**Description of the task:** Exact copy, no pictures: output each line below as it stands.

━━ Excerpted records

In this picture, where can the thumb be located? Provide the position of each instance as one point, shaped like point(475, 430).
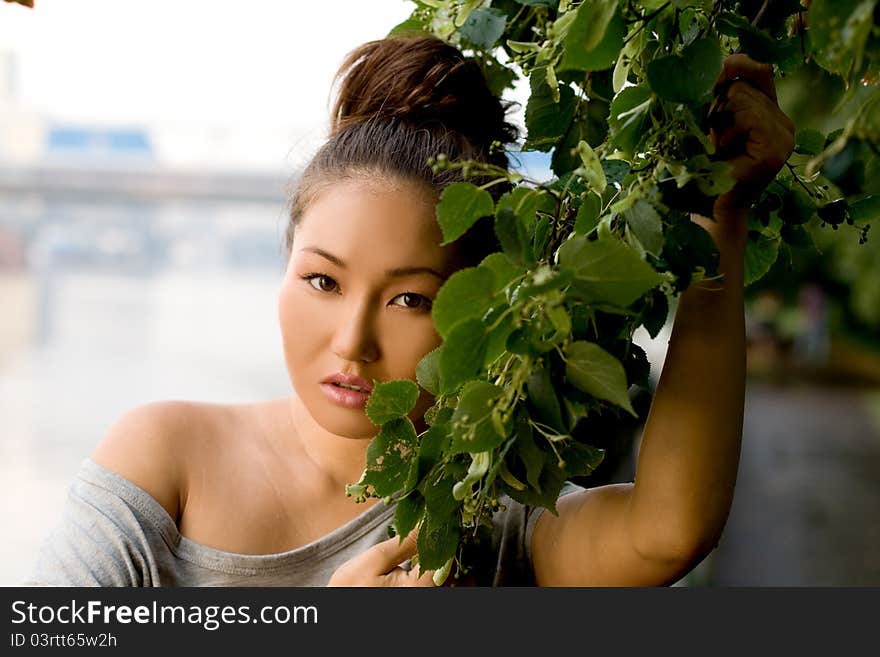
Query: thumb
point(387, 555)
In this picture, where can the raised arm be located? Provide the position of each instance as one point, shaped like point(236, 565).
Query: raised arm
point(655, 530)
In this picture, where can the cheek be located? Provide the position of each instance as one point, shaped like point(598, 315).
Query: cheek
point(302, 326)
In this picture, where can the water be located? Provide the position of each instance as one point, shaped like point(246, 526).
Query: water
point(116, 308)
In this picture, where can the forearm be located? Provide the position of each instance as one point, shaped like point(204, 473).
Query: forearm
point(691, 442)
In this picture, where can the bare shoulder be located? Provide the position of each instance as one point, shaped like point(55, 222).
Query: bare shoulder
point(153, 446)
point(590, 543)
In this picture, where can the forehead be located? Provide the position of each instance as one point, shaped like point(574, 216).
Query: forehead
point(385, 223)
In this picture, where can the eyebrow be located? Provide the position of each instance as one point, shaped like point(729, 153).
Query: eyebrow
point(391, 273)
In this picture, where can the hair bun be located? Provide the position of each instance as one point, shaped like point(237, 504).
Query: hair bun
point(422, 81)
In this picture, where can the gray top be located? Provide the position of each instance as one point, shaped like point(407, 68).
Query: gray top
point(113, 533)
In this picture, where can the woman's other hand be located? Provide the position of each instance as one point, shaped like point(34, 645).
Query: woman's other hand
point(749, 130)
point(380, 566)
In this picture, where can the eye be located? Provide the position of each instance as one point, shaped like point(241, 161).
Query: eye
point(324, 282)
point(413, 300)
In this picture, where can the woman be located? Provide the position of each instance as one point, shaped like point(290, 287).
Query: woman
point(198, 494)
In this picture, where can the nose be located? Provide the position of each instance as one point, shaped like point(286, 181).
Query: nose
point(355, 339)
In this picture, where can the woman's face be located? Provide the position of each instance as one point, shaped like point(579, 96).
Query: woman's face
point(365, 266)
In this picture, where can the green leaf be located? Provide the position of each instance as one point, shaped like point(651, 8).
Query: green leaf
point(504, 270)
point(410, 27)
point(497, 343)
point(437, 541)
point(629, 110)
point(645, 222)
point(472, 427)
point(461, 204)
point(580, 459)
point(809, 142)
point(543, 400)
point(484, 27)
point(591, 23)
point(542, 235)
point(428, 371)
point(511, 234)
point(588, 214)
point(590, 124)
point(656, 315)
point(434, 442)
point(606, 271)
point(465, 295)
point(839, 30)
point(533, 457)
point(865, 209)
point(689, 246)
point(592, 169)
point(544, 495)
point(596, 372)
point(690, 77)
point(408, 513)
point(547, 120)
point(389, 455)
point(437, 490)
point(760, 255)
point(463, 355)
point(538, 3)
point(391, 400)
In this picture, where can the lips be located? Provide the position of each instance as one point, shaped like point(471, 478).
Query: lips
point(350, 382)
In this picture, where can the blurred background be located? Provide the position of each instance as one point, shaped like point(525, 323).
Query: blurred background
point(146, 151)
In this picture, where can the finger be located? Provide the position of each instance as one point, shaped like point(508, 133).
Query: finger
point(755, 73)
point(746, 109)
point(387, 555)
point(400, 577)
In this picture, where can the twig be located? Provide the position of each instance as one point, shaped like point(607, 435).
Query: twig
point(760, 13)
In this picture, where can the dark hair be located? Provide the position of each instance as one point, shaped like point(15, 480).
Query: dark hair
point(401, 101)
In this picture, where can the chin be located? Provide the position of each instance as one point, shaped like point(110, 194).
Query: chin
point(343, 422)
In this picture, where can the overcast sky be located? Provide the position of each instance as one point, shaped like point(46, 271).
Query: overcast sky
point(253, 65)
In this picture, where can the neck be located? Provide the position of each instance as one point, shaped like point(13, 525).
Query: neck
point(336, 460)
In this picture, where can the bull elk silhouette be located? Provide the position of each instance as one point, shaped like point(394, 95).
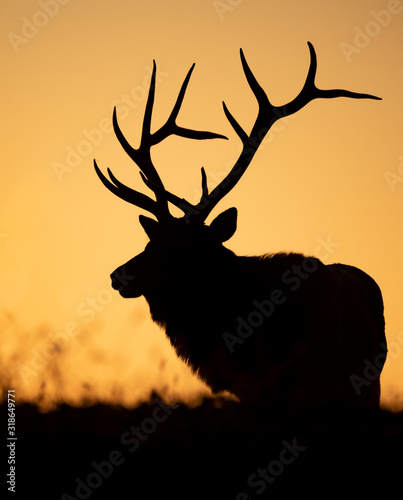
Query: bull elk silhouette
point(282, 329)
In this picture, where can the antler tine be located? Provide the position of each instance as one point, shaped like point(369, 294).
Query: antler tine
point(268, 114)
point(130, 195)
point(142, 155)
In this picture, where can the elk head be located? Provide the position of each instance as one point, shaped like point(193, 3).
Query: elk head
point(182, 243)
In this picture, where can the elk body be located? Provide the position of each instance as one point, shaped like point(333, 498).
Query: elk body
point(283, 330)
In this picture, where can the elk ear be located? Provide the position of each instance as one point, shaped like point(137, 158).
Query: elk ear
point(224, 226)
point(150, 226)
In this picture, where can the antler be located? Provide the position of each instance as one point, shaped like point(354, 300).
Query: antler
point(142, 155)
point(268, 114)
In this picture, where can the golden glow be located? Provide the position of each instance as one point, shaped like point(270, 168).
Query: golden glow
point(319, 176)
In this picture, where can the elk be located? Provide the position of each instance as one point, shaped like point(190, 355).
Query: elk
point(280, 329)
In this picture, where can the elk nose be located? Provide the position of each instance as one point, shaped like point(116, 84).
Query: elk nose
point(115, 281)
point(121, 279)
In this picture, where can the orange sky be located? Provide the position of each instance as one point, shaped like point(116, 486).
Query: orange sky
point(332, 174)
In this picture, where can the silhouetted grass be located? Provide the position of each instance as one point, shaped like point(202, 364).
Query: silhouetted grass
point(210, 451)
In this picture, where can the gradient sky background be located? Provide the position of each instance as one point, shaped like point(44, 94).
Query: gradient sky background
point(328, 181)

━━━━

**Your response:**
In this picture, where can the thumb be located? Provide the position of each instance as one point, shaped like point(475, 430).
Query: thumb
point(387, 555)
In this picture, where can the raised arm be located? Provide the position of each instance as one point, shaped like point(236, 565).
Query: raised arm
point(655, 530)
In this picture, where can the cheek be located? Provide the position of each instance as one point, shaped like point(598, 315).
Query: cheek
point(302, 326)
In this picture, where can the water be located? Provide the position of each instance as one point, shaped like point(246, 526).
Query: water
point(116, 308)
In this picture, where can the forearm be located? Provide the position of each instance as one point, shaped like point(204, 473).
Query: forearm
point(691, 442)
In this picture, where can the bare shoulder be located? Provide the position of each instance as one point, shaped like point(55, 222).
Query: bare shoulder
point(153, 446)
point(590, 543)
In this picture, where can the forehead be located? Provide the position of each instance as one point, shaped like point(574, 216).
Query: forehead
point(385, 223)
In this picture, where can the eyebrow be located? Provide the position of each instance as one point, shaped like point(729, 153).
Query: eyebrow
point(391, 273)
In this picture, where can the hair bun be located? Provide the position of each instance as one point, shaped like point(237, 504).
Query: hair bun
point(422, 81)
In this picture, where can the gray top be located? Provide the position of each instance as one point, shaped like point(407, 68).
Query: gray top
point(113, 533)
In this picture, where can the woman's other hand be located? Provide the position of each instance as one point, shaped like point(34, 645).
Query: woman's other hand
point(749, 130)
point(380, 566)
In this picture, where can the eye be located? Provide the position of each instance as one point, shaped like point(241, 161).
Query: eye
point(324, 282)
point(413, 300)
In this picture, where can the woman be located? Provide the position of each instance as one point, shaped like point(290, 287).
Query: woman
point(198, 494)
In this picture, where can the nose be located? Provide the position of each instance as one point, shaped like point(286, 181).
Query: nose
point(355, 339)
In this picture, where can the woman's face be located? Provide the position of each instance as one point, shaped like point(579, 96).
Query: woman's face
point(365, 266)
In this picture, where can the green leaf be located? Provide the position of each instance as one point, shaped like point(651, 8).
Query: green leaf
point(504, 270)
point(410, 27)
point(497, 343)
point(437, 541)
point(629, 110)
point(645, 222)
point(472, 427)
point(461, 204)
point(580, 459)
point(809, 142)
point(543, 400)
point(484, 27)
point(591, 23)
point(542, 235)
point(428, 371)
point(511, 234)
point(588, 214)
point(590, 124)
point(656, 315)
point(434, 442)
point(606, 271)
point(465, 295)
point(839, 30)
point(533, 457)
point(865, 209)
point(689, 246)
point(592, 169)
point(544, 495)
point(596, 372)
point(690, 77)
point(408, 513)
point(547, 120)
point(389, 455)
point(437, 490)
point(760, 255)
point(463, 355)
point(538, 3)
point(391, 400)
In this picture, where can the lips be located? Provide the position of each instance as one point, shaped like point(471, 478).
Query: lips
point(350, 382)
In this picture, where can the blurred background be located? Provide the position of each instance as one point, shaped like point(525, 323).
Query: blurred background
point(146, 151)
In this picture, where can the finger be located? Provide the position of each instance as one point, shaped like point(508, 133).
Query: finger
point(755, 73)
point(746, 109)
point(387, 555)
point(400, 577)
In this picture, where can the twig be located? Provide the position of each instance as one point, shaped like point(607, 435).
Query: twig
point(760, 13)
In this picture, where can the dark hair be located? Provide the position of each instance as one point, shaped like point(15, 480).
Query: dark hair
point(401, 101)
In this picture, where can the chin be located? Provide the position of each instance as one point, shaped like point(110, 194).
Query: chin
point(343, 422)
In this picture, where can the overcast sky be located? Provide the position of each instance as one point, shaped like point(46, 271).
Query: overcast sky
point(253, 65)
In this picture, where can the neck be located? Provide the position of each instance as one point, shaped like point(13, 525).
Query: neck
point(336, 460)
In this picture, where can the bull elk silhouette be located? Provide the position of each instance as one point, shaped like point(394, 95).
Query: bull elk silhouette
point(282, 329)
In this picture, where can the antler tine be located? Provide the position of each instance as one point, shaped like point(369, 294).
Query: antler tine
point(268, 114)
point(130, 195)
point(142, 155)
In this picture, where can the elk head be located? Provide the position of each instance as one point, shaped like point(193, 3).
Query: elk head
point(182, 243)
In this picture, where can the elk body be located? Provide the position of each instance as one point, shaped like point(333, 498).
Query: elk body
point(283, 330)
In this picture, where can the elk ear be located? Provide the position of each instance as one point, shaped like point(137, 158).
Query: elk ear
point(224, 226)
point(150, 226)
In this picture, where can the antler be located? Provide the position of each instance as one point, shaped like point(354, 300).
Query: antler
point(142, 155)
point(268, 114)
In this picture, where can the golden glow be located? Provide the position of each instance as one point, shaped like point(270, 168).
Query: golden glow
point(319, 176)
In this picture, where can the elk be located? Provide the position of each instance as one point, shaped like point(190, 355).
Query: elk
point(280, 329)
In this picture, where can the elk nose be located? Provide the position of each instance as one point, shaped like point(116, 84).
Query: elk nose
point(115, 281)
point(121, 279)
In this picture, where can the orange sky be located? Provide the position of each instance as one point, shaped like point(116, 486).
Query: orange sky
point(332, 174)
In this picture, where can the silhouetted grass be located? Provide the position of each instance as one point, shaped like point(202, 364).
Query: silhouetted grass
point(210, 451)
In this picture, where can the gradient sky background be located? Provide the position of each instance as one point, shaped like point(44, 94).
Query: gradient sky background
point(328, 181)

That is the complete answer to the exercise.